Aufgaben –
a. Wie viele neue Plätze hat die Gesundheits- und Fürsorgedirektion laut dem Artikel über Sonderschulplätze im Kanton Bern mit Beginn des neuen Schuljahrs geschaffen?
b. Gib aus dem Artikel über Sonderschulplätze im Kanton Bern alles von „Beruhigung in Biel“ bis hinunter zu „Lösung gefunden werden.“ wortgetreu wieder.
c. Setze den Artikel über Sonderschulplätze im Kanton Bern nach seinem letzten Satz fort.

Textauszug –
--- --- ---

17. September 2017

Mehr Klassen für Sonderschüler

Der Kanton Bern reagiert auf den Mangel an Plätzen in heilpädagogischen Sonderschulen und schafft neue Klassen. Bei den Schulen spricht man schon von einer Entspannung der Situation.

Kanton schafft Platz für Sonderschüler, Berner Zeitung, 17.9. von Marius Aschwanden

Mittlerweile hat der Kanton ­reagiert. Erziehungsdirektor Bernhard Pulver (Grüne) hat die Sonderschulstrategie in die Vernehmlassung geschickt, mit der die Aufnahmepflicht endlich eingeführt werden soll. Und auch die Gesundheits- und Fürsorgedirektion (GEF) ist nicht untätig geblieben. Sie hat mit dem Beginn des neuen Schuljahrs in allen Regionen des Kantons gesamthaft 93 neue Plätze geschaffen, wie sie gestern mitteilte.Das eigene Kind wird ausgeschult, weil es in der normalen Schule nicht mehr tragbar ist. Einen Platz in einer heilpädagogischen Sonderschule jedoch finden die Eltern nicht, da die Institutionen noch immer nicht zur Aufnahme verpflichtet sind. Kommt hinzu, dass diese aufgrund der starken Zunahme der Sonderschüler in den letzten neun Jahren von 1500 auf über 2500 sowieso aus allen Nähten platzen. Das Resultat: Jedes Jahr müssen im Kanton Bern über ein Dutzend Kinder zu Hause bleiben, weil sie quasi aus dem System gefallen sind (wir berich­teten).

Beruhigung in Biel
Besonders gravierend war die ­Situation gemäss der Medienmitteilung in der Region Biel und im Berner Jura. In Tavannes und in Lyss wurden deshalb je zwei neue Sonderschulklassen eröffnet. ­Zudem gibt es in Biel zwei neue französischsprachige Sprachheilbasisklassen. Und schliesslich habe die GEF bei Bedarf den Institutionen zusätzliche finanzielle Ressourcen zur Verfügung gestellt, damit die betroffenen Kinder geeignet unterricht werden könnten.

Anton Wagner, Leiter der Heilpädagogischen Tagesschule Biel, bestätigt, dass sich die Situation für den Moment entschärft habe. «Mittlerweile wurde auch für die französischsprachige Region eine Onlineplattform installiert, wo alle Kinder registriert ­wer­den, die noch einen Platz ­su­chen», so Wagner. Darauf hätten alle Institutionen Zugriff. So könne für praktisch alle Schüler eine gute Lösung gefunden werden.

--- --- ---

(Datensatzeinträge)

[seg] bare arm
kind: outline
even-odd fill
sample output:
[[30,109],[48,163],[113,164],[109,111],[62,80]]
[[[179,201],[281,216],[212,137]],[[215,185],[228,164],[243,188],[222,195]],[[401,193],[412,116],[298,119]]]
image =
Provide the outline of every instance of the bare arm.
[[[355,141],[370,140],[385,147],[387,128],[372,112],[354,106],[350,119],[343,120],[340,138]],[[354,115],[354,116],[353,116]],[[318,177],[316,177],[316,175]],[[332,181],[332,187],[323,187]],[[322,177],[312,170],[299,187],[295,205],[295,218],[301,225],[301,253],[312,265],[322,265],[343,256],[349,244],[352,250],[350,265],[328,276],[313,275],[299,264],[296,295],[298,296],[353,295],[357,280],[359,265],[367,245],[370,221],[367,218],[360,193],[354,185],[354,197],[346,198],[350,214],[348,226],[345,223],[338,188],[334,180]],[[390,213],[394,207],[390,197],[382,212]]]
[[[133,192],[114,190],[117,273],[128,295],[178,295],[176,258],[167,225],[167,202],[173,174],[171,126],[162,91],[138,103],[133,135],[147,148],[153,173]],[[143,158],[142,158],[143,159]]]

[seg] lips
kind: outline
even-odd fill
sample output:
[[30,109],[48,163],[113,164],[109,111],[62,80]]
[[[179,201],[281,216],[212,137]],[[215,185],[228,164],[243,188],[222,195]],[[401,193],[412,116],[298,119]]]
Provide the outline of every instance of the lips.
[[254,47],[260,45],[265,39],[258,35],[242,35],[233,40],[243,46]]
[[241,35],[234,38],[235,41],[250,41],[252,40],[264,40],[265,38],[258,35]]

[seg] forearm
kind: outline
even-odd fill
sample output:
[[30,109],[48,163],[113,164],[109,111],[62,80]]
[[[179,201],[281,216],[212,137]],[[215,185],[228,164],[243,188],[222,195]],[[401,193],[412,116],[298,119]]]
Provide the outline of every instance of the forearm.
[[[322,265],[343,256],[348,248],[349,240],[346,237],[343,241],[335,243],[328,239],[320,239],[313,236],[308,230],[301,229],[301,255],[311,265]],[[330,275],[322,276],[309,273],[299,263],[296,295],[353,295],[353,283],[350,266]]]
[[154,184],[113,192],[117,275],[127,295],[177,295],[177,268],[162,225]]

--- --- ---

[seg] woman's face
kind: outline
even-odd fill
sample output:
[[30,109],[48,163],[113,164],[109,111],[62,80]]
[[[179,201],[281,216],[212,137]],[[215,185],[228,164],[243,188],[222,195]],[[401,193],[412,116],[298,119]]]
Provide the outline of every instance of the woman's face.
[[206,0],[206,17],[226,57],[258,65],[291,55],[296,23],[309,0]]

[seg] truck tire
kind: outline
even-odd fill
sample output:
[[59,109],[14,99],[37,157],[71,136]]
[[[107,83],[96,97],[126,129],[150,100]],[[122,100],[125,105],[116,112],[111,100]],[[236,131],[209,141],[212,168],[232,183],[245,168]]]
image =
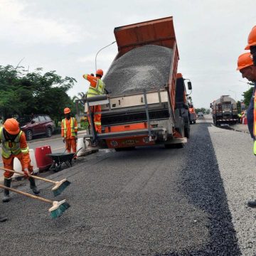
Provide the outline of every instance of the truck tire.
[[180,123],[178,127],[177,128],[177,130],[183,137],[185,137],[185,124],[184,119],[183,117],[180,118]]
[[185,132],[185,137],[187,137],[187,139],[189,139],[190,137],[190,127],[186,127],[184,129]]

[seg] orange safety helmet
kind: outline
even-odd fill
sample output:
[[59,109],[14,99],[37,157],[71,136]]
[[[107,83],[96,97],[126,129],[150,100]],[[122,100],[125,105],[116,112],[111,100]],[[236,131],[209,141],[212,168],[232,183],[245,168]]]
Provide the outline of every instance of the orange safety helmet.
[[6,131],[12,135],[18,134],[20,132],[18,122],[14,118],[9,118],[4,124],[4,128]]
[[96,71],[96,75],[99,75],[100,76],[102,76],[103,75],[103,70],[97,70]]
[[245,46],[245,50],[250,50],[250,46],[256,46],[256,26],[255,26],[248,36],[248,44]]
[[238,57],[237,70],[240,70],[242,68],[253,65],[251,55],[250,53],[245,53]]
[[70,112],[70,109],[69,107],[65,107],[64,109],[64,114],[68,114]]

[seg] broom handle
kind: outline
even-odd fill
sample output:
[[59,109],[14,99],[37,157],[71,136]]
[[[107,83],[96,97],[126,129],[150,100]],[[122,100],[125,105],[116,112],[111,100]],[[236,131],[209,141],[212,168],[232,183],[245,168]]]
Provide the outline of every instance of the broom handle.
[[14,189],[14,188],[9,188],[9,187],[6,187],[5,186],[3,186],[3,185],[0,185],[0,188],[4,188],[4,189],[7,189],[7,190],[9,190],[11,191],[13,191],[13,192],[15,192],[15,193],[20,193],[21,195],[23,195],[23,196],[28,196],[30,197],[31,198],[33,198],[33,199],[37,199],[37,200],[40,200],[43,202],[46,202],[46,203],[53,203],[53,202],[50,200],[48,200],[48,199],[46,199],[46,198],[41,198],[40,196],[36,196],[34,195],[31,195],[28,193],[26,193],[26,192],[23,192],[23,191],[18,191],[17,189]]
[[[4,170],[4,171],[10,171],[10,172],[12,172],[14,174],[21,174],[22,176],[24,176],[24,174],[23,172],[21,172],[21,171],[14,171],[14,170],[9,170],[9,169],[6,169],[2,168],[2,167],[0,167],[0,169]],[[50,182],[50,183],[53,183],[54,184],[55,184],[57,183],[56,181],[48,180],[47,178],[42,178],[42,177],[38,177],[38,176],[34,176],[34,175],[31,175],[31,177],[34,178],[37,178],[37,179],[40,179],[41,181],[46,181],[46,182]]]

--- --- ---

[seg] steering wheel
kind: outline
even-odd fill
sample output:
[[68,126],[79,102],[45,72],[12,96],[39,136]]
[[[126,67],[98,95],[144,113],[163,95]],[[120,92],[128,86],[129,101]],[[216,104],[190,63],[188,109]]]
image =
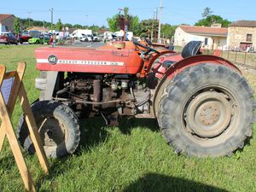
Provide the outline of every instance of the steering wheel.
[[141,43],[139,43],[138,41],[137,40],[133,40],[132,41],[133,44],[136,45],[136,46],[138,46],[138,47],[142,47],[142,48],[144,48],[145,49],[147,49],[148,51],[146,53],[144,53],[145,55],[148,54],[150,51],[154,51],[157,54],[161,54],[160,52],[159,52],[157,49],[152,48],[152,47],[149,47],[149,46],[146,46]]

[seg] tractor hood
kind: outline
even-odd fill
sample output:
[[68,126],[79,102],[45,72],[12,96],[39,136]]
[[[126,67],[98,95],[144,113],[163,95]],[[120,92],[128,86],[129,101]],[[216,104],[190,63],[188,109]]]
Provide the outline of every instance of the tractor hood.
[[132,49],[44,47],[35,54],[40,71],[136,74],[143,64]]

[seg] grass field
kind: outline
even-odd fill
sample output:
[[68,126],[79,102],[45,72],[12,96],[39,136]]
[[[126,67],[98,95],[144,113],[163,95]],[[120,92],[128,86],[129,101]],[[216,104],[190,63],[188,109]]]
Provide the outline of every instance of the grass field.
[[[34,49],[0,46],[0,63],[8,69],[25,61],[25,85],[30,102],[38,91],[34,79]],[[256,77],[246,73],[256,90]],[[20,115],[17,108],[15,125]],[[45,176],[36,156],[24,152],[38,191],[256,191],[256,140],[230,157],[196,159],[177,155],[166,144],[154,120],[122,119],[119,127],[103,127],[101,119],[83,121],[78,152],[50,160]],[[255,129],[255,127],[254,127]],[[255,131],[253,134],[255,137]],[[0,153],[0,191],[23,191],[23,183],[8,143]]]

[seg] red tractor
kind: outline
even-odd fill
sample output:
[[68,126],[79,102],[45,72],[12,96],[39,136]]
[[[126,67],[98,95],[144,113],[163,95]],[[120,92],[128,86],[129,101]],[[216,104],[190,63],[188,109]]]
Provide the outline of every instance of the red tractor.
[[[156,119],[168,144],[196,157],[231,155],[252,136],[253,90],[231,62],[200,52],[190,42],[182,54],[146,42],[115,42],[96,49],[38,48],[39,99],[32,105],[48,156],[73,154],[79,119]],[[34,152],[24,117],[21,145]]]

--- --- ---

Antworten –
a. Sie hat gesamthaft 93 neue Plätze geschaffen.

b.
Beruhigung in Biel
Besonders gravierend war die ­Situation gemäss der Medienmitteilung in der Region Biel und im Berner Jura. In Tavannes und in Lyss wurden deshalb je zwei neue Sonderschulklassen eröffnet. ­Zudem gibt es in Biel zwei neue französischsprachige Sprachheilbasisklassen. Und schliesslich habe die GEF bei Bedarf den Institutionen zusätzliche finanzielle Ressourcen zur Verfügung gestellt, damit die betroffenen Kinder geeignet unterricht werden könnten.

Anton Wagner, Leiter der Heilpädagogischen Tagesschule Biel, bestätigt, dass sich die Situation für den Moment entschärft habe. «Mittlerweile wurde auch für die französischsprachige Region eine Onlineplattform installiert, wo alle Kinder registriert ­wer­den, die noch einen Platz ­su­chen», so Wagner. Darauf hätten alle Institutionen Zugriff. So könne für praktisch alle Schüler eine gute Lösung gefunden werden.

c.
Laut Wagner hat sich auch die Zusammenarbeit mit der GEF verbessert. «Der Wille vonseiten des Kantons ist sehr gross und ­finanzielle Mittel werden un­bürokratisch zur Verfügung gestellt», sagt er.

Kosten unbekannt
Gehandelt hat die GEF auch in anderen Regionen des Kantons. So wurden in der Umgebung von Bern, in Gstaad, Gümligen, Köniz und Münchenbuchsee die Anzahl Klassen ebenfalls erhöht. In ­Langenthal, Burgdorf und Interlaken wurde zudem das Personal aufgestockt, sodass in den Sonderschulen mehr Kinder aufgenommen werden können. Und schliesslich sollen im Emmental, in Zollikofen und in Worb spätestens auf Beginn des nächsten Schuljahres auch noch neue Klassen eröffnet werden.

Trotz all dieser Bemühungen würden gemäss Kanton derzeit noch immer «eine Handvoll Sonderschülerinnen und Sonderschüler» auf einen Schulplatz warten. «Es handelt sich dabei um Kinder und Jugendliche mit zum Teil hochkomplexen Schwierigkeiten», sagt Thomas Schüpbach, Leiter der Abteilung Kinder und Jugendliche bei der GEF. Ziel sei es zudem, einen ­bedarfsgerechten Platz zu finden. Weil dies teilweise auch Anpassungen vonseiten der Sonderschulen verlange, gehe das nicht «von heute auf morgen».
Wie teuer den Kanton die ­zusätzlichen Plätze kommen, kann Schüpbach derzeit noch nicht abschätzen. Diese würden auch nur so lange finanziert, wie sie tatsächlich benötigt würden. «Mit einem quartalsweisen Monitoring überprüfen wir, ob die Kinder nicht zurück in der Regel- oder Herkunftsklassen integriert werden können», sagt Schüpbach.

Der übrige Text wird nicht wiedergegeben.